* _EXERCISE REQUIREMENTS_
Can you return, word for word, the stretch of the passage below about the running coach Daniels between "Daniels' return to" and "every two females.", inclusive?

-- Start PASSAGE GIVEN --

During Daniels' 17-year tenure at Cortland, his teams won eight national titles, yet it did not look like a national program — 90 percent of its runners came from a 130-mile radius in central New York. I didn't know just how important Daniels was to the running community until I bought his book, Daniels' Running Formula, as a training guide for my first marathon five years ago.

While the science underlying his formula is difficult for dunces like me to grasp, you don't need to be an Einstein to apply it. First published in 1998, his book introduced runners to the world of VDOT. Through his research and testing, Daniels assigned aerobic profiles to runners of all stripes to determine their maximum aerobic potential.

For example, the formula allows a runner to extrapolate from her 5K race time how long it will take her to run a marathon. Based on her 5K performance, the runner is assigned a VDOT value that, when she trains for the marathon, can be used in conjunction with a training chart dictating what pace to run when running easy, tempo or intervals.

The formula is not reserved for any one kind of runner. It is egalitarian. Every runner can determine the best pace based on his or her ability. Nor is the training destructive on the body. It is better running through science.

Daniels' accomplishments transcend his book. Here is a partial account: Korean War veteran; 1956 silver and 1960 bronze team medalist in pentathlon (five sports consisting of running, swimming, fencing, pistol shooting and equestrian); TV commentator at the Montreal Olympics; a doctorate in exercise physiology; various coaching gigs; including Peru's National Coach; and working with a vast assortment of elite athletes like Jim Ryun and Joan Benoit Samuelson.

Daniels, who wrote his doctoral dissertation on the effects of high altitude on runners, left Cortland about 10 years ago to take a position at Northern Arizona University's High Altitude Training Center in Flagstaff. After the university closed the training center in 2009 due to a lack of funding, Daniels took a coaching job at Brevard College in North Carolina.

His predecessor at Wells, Julie (Donnelly) Bailey, ran for Daniels at Cortland and recommended him for the cross country position at Wells. His wife, Nancy, will be his assistant coach. They have bought a house that Daniels says is the oldest in Cortland, built in 1815; Cortland is 34 miles from Aurora.

Daniels' return to the Finger Lakes is a coming home of sorts. He and his wife raised their two daughters in Cortland. His time there cuts against the grain of an otherwise nomadic life. It seems he has been everywhere: born in Detroit, growing up in San Francisco, service in the U.S. Army, education degrees from Montana and Wisconsin, studying in Sweden, coaching in Oklahoma and Texas, working for Nike in New Hampshire and Oregon.

Daniels' biggest challenge at Wells will be to find enough boys to field a decent program. The pool is small. The school, which has about 500 undergraduates, became coed in 2005. Its gender breakdown is one male for every two females.

Whoever runs for Daniels will leave Wells a better, smarter runner. Apropos of my brother's experience, Daniels says that he gets as much enjoyment watching a young runner improve one's performance than seeing one of his runners make it to the Olympics.

In addition to his coaching, consulting and guest appearances in academic and running circles, Daniels is an associate professor at Arizona School of Health Science's Human Movement Program: He teaches online.

Earlier this year, Daniels retested 23 of the 26 elite athletes he tested 45 years ago for his dissertation. He intends to publish his findings in a scientific journal. And, he is working on the third edition of his book.

In case you're wondering, Daniels is 80. He figures it will be 10 to 15 years before he retires.

-- End PASSAGE GIVEN --
-- Start LISTED ENTRIES --

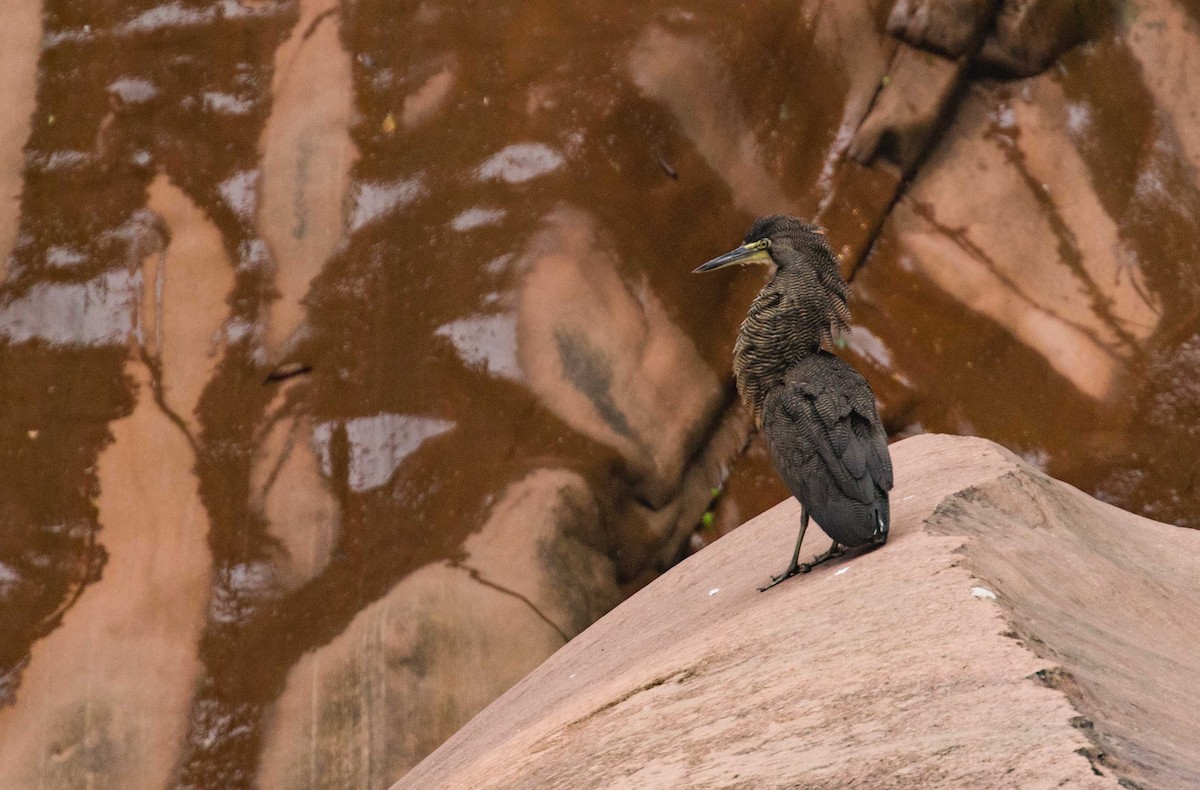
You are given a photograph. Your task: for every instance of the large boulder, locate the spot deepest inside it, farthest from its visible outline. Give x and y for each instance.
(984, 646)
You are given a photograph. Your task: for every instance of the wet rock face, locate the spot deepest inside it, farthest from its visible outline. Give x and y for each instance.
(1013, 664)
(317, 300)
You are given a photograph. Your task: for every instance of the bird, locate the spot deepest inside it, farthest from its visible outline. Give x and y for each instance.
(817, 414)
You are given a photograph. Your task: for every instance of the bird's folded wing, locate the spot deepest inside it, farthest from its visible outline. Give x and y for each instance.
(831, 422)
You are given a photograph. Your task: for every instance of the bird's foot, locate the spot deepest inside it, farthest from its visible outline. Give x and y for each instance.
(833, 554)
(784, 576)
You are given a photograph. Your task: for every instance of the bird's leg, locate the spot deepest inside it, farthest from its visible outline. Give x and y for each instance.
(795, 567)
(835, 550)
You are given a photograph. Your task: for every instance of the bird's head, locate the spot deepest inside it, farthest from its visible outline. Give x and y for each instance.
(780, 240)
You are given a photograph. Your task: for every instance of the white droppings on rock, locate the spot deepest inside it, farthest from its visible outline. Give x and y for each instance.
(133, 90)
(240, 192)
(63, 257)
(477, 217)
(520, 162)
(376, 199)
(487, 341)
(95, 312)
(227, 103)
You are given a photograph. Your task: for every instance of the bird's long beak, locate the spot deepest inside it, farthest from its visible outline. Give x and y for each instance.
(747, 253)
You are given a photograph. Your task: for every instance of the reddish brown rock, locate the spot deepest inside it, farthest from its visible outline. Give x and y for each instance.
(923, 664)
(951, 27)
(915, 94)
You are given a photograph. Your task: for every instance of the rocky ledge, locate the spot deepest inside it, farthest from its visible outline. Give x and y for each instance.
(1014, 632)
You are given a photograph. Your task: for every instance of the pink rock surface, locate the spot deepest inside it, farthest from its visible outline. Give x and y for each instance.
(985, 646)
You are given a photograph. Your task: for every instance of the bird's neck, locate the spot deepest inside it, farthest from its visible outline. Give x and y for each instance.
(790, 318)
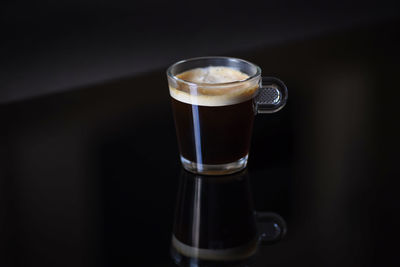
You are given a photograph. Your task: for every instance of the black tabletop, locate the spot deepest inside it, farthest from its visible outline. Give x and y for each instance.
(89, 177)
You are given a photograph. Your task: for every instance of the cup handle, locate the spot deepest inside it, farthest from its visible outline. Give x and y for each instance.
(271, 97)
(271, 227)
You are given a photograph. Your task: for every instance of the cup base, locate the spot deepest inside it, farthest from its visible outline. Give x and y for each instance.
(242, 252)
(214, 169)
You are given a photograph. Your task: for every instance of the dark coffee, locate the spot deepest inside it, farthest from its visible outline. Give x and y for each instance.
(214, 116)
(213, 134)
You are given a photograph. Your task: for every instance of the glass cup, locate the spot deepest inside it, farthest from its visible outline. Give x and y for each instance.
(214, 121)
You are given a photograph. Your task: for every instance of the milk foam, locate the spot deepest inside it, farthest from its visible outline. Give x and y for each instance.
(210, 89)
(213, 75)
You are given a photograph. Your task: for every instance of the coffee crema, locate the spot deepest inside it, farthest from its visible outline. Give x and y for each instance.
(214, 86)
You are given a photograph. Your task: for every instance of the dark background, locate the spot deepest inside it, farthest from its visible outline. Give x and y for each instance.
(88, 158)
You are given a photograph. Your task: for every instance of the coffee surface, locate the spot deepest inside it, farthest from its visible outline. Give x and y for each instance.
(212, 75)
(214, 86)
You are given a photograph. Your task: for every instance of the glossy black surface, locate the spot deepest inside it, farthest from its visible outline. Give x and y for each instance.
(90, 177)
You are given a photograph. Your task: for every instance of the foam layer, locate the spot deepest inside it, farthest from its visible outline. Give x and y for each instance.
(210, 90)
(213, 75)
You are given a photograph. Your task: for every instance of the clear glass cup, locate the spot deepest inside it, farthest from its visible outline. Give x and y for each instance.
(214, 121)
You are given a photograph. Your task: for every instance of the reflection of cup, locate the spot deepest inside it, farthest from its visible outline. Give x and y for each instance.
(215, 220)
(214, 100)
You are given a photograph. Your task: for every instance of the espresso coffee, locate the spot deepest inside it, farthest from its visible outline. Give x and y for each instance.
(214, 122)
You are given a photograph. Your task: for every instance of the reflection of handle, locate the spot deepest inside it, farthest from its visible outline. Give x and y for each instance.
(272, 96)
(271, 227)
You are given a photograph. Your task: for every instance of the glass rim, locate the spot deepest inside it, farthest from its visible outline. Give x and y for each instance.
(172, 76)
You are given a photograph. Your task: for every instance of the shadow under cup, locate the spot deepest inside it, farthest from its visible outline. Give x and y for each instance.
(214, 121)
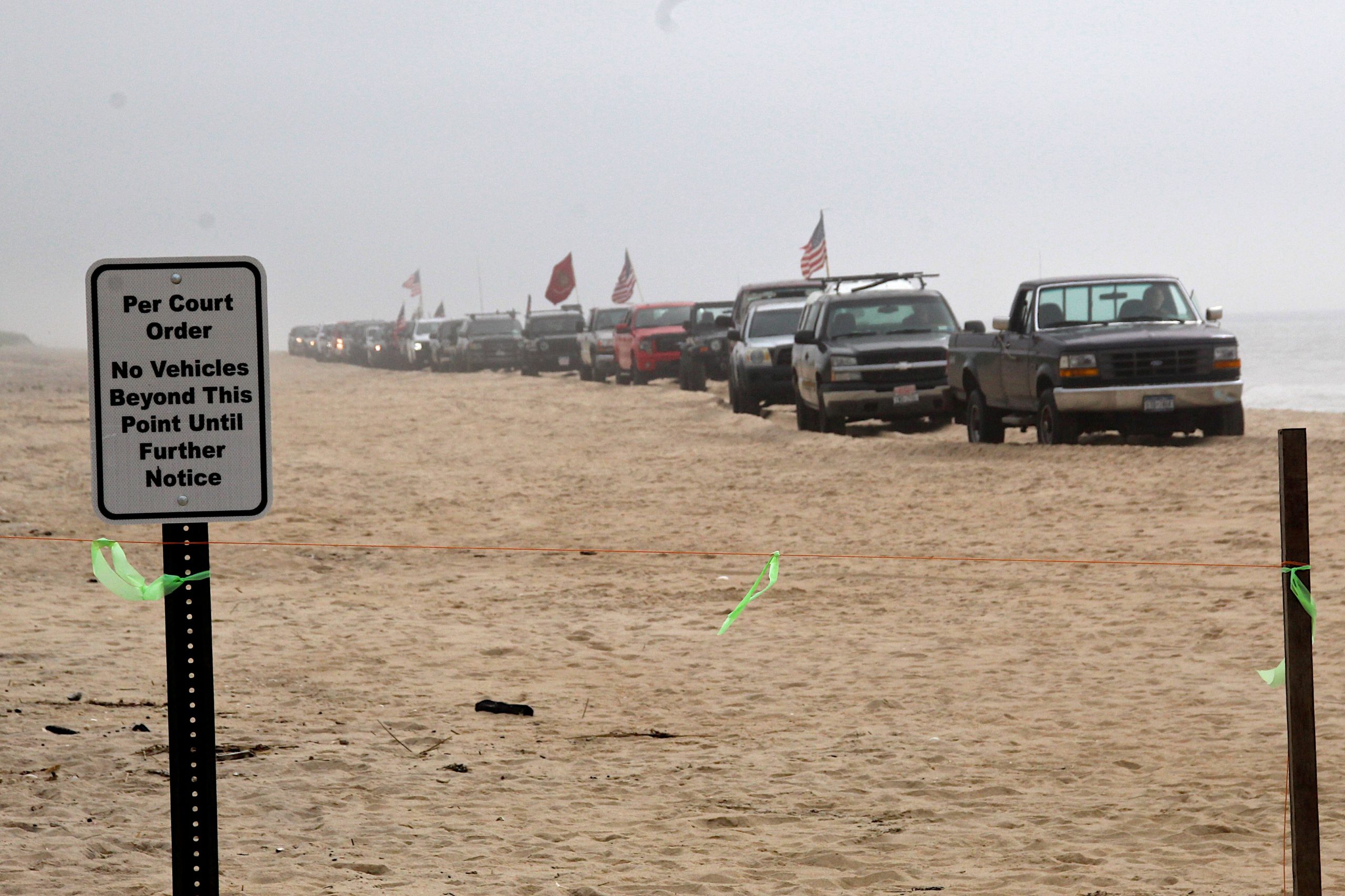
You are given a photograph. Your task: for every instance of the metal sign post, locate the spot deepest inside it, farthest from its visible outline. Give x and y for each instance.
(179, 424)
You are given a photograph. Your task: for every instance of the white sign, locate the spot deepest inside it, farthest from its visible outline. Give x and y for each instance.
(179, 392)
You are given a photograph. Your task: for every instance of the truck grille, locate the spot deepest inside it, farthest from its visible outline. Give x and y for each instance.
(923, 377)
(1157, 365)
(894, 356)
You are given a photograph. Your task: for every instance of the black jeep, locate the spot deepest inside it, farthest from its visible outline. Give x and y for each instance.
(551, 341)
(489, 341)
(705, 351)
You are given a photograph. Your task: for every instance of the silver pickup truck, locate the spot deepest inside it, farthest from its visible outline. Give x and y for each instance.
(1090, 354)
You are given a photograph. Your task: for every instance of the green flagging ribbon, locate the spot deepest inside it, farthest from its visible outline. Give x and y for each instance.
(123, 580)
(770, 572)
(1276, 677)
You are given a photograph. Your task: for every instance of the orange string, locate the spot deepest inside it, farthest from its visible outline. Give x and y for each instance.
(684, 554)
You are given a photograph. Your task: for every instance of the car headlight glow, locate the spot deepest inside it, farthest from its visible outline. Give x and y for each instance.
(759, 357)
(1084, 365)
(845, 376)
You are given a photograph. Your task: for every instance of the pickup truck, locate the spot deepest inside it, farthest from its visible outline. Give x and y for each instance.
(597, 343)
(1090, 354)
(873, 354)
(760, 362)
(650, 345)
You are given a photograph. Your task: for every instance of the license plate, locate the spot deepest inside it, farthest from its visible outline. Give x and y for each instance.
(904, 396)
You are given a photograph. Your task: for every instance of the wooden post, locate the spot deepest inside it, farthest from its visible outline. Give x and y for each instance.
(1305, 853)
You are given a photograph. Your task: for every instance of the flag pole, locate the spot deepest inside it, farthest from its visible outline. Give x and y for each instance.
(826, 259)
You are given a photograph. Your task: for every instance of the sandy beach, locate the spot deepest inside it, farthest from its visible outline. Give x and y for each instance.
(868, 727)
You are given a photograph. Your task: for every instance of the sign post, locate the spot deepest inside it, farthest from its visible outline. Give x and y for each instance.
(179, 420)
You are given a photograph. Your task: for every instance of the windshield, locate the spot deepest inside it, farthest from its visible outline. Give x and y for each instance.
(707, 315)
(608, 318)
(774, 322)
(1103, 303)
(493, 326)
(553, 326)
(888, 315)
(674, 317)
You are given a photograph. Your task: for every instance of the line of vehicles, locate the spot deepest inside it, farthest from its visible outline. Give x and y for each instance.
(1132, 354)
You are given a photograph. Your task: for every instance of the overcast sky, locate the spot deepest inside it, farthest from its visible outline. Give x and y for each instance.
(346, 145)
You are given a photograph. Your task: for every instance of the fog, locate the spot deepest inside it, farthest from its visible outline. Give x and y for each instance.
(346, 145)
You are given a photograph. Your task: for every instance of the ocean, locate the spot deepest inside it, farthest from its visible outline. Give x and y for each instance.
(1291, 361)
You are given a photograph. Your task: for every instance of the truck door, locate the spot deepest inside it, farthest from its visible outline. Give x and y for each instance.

-- End LISTED ENTRIES --

* _REPLY TO THE EXERCISE_
Daniels' return to the Finger Lakes is a coming home of sorts. He and his wife raised their two daughters in Cortland. His time there cuts against the grain of an otherwise nomadic life. It seems he has been everywhere: born in Detroit, growing up in San Francisco, service in the U.S. Army, education degrees from Montana and Wisconsin, studying in Sweden, coaching in Oklahoma and Texas, working for Nike in New Hampshire and Oregon.

Daniels' biggest challenge at Wells will be to find enough boys to field a decent program. The pool is small. The school, which has about 500 undergraduates, became coed in 2005. Its gender breakdown is one male for every two females.